* Task goal
Below are the records; count how many of their lines carry "roof" and give only the number.

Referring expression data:
..............................

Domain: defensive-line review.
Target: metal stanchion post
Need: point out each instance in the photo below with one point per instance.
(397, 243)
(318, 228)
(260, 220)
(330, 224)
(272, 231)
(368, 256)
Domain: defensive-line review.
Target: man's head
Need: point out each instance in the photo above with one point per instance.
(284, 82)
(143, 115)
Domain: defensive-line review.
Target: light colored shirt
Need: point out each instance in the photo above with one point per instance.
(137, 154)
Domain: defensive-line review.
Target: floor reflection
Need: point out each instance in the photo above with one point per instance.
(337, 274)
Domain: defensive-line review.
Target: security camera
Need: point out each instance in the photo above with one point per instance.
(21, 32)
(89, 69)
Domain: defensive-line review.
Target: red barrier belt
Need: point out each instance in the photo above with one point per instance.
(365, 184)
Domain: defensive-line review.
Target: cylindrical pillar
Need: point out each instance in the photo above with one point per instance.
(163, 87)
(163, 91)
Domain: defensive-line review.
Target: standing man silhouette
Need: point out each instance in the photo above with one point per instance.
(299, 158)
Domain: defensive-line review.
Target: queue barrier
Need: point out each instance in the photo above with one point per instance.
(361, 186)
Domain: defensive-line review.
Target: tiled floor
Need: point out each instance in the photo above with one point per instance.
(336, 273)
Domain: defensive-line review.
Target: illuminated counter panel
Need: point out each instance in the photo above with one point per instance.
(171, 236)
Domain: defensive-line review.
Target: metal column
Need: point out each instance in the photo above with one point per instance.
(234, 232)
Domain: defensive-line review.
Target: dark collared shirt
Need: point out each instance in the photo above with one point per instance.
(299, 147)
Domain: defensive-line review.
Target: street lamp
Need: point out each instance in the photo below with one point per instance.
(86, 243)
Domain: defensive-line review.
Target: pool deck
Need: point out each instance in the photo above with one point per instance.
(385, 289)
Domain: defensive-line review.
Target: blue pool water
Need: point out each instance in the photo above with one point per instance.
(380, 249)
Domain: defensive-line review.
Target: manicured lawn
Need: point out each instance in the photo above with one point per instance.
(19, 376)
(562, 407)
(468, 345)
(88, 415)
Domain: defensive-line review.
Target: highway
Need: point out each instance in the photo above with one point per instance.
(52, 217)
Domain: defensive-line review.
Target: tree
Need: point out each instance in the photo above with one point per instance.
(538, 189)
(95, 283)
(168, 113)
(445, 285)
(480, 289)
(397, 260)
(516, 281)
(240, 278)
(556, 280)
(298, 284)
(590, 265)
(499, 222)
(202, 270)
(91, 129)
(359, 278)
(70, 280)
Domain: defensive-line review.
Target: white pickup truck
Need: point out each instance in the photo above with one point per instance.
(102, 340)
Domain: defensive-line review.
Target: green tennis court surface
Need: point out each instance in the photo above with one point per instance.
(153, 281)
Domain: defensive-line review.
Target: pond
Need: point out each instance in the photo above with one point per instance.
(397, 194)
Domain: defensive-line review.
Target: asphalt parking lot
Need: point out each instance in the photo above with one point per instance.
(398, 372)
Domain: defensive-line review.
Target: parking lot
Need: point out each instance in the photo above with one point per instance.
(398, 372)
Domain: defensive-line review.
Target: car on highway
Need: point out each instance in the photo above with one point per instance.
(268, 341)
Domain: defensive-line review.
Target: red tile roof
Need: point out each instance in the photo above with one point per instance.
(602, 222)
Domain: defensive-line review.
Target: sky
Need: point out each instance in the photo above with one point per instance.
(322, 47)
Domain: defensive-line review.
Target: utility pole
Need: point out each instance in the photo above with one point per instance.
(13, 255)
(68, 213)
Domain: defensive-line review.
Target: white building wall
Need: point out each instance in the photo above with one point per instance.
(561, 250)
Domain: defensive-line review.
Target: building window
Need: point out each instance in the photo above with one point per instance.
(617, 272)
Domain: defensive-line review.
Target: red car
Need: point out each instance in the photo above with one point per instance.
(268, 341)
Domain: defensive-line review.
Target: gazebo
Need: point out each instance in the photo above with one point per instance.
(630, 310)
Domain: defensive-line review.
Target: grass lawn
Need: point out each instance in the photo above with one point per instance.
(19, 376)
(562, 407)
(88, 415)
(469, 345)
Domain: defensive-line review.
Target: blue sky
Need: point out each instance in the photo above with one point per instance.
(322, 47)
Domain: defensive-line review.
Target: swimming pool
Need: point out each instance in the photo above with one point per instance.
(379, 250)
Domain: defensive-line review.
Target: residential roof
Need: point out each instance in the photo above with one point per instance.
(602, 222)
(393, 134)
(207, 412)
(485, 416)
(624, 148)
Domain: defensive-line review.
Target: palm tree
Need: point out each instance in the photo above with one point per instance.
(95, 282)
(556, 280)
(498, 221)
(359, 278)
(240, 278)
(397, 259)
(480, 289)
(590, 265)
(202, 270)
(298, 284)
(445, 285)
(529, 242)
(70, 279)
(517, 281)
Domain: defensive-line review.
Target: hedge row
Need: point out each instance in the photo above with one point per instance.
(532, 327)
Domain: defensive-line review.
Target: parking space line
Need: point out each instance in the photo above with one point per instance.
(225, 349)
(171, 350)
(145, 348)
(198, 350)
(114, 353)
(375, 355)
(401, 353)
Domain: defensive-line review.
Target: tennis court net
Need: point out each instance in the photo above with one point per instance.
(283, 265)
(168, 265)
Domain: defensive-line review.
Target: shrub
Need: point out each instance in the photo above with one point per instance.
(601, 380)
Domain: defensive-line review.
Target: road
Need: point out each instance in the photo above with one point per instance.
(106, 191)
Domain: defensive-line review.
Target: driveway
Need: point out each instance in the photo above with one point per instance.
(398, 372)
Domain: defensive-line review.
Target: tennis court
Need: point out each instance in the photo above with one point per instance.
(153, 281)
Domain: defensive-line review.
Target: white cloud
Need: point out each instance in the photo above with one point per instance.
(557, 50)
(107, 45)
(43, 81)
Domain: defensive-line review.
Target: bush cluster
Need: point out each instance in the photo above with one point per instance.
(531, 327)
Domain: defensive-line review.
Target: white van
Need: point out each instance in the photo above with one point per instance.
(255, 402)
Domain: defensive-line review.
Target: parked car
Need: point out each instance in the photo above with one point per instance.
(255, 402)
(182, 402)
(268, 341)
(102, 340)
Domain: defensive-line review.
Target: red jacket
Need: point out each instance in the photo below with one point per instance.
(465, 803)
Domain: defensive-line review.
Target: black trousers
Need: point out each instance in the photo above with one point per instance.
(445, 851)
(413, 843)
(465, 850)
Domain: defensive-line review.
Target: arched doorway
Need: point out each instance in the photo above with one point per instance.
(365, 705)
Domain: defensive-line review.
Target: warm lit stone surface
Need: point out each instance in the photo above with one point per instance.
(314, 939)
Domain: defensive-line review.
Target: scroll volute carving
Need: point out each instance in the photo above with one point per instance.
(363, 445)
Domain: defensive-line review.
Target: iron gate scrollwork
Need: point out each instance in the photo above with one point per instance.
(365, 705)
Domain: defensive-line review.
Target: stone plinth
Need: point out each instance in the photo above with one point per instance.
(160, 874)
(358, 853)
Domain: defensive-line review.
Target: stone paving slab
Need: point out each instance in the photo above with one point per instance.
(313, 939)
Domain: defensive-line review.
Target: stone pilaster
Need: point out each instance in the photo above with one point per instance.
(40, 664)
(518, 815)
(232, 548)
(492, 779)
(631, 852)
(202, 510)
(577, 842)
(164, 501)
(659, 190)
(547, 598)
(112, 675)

..............................

* Response to this task
2